▸ **TASK PROMPT**
Format the lines below as a two-column CSV with the columns "prompt" and "reply," giving each line's text and its answer one row. Put each in a single quoted field, replacing any line breaks with spaces.

▸ **DATA PROVIDED**
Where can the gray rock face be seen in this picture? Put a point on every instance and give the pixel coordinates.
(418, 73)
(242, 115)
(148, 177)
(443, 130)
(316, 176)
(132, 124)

▸ **TASK SOLUTION**
prompt,reply
"Where can the gray rock face be seen in this picture? Put a point on every instance and give the pixel coordinates.","(418, 73) (242, 115) (148, 177) (443, 130) (316, 176) (132, 124)"